Material provided —
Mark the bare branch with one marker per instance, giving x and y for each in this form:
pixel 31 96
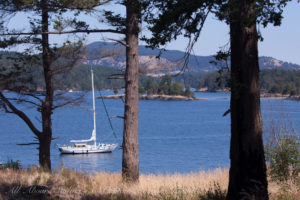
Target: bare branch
pixel 111 117
pixel 24 100
pixel 65 32
pixel 34 96
pixel 118 41
pixel 21 114
pixel 31 143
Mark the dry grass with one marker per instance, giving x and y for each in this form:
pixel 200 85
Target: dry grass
pixel 69 184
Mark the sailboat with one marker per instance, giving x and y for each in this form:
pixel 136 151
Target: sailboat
pixel 81 146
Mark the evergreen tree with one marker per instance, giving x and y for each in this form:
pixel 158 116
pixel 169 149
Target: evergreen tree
pixel 174 17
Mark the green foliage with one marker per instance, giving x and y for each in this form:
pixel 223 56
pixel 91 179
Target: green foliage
pixel 215 193
pixel 115 90
pixel 271 81
pixel 165 86
pixel 280 81
pixel 282 151
pixel 142 90
pixel 214 81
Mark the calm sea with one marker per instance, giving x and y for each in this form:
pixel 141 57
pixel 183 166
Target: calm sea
pixel 174 136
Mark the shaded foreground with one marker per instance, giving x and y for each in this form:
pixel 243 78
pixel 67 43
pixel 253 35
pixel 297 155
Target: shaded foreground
pixel 69 184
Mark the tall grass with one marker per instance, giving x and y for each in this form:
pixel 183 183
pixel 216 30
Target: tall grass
pixel 70 184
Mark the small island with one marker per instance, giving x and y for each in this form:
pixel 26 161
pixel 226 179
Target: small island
pixel 161 97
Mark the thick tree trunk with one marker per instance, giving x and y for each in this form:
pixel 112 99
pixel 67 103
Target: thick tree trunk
pixel 45 139
pixel 130 162
pixel 247 170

Your assignment —
Could you reproduce the listing above exactly and drop every picture?

Reply to the exercise —
Mark the bare branch with one marker per instance, giving x and y for each in this form:
pixel 31 96
Target: bare branch
pixel 111 117
pixel 24 100
pixel 65 32
pixel 34 96
pixel 118 41
pixel 21 114
pixel 31 143
Mark the dry grass with one marker per instance, giving x and y for each in this form:
pixel 200 85
Target: dry grass
pixel 69 184
Mark the sailboat with one marker per instance, giving x and y for each in this form:
pixel 136 151
Target: sailboat
pixel 81 146
Mark the evergreen tree with one marker per instance, giving x and y for each in this form:
pixel 158 116
pixel 169 149
Target: evergreen tree
pixel 174 17
Mark the green foliage with one marker per instance, giving x and y for each in this form:
pixel 223 56
pixel 91 179
Target: green foliage
pixel 215 193
pixel 115 90
pixel 271 81
pixel 165 86
pixel 280 81
pixel 282 151
pixel 142 90
pixel 214 81
Mark the calm sea with one marker per instance, giving x and y for each in this form:
pixel 141 57
pixel 183 166
Target: calm sea
pixel 174 136
Mark the shaded foreground with one marker per instance, giving x and y for each in this form:
pixel 243 78
pixel 67 43
pixel 253 35
pixel 297 155
Target: shaded foreground
pixel 69 184
Mark the tall grass with one marker per instance, giving x and y for each in this form:
pixel 183 183
pixel 216 30
Target: tall grass
pixel 70 184
Mark the small island with one marker per instance, giving x and y for each in this form:
pixel 26 161
pixel 226 179
Target: small island
pixel 161 97
Mark the thick tree trunk with one marker per instance, giving x and y for each in this form:
pixel 112 99
pixel 67 103
Target: thick tree trunk
pixel 45 139
pixel 130 162
pixel 247 170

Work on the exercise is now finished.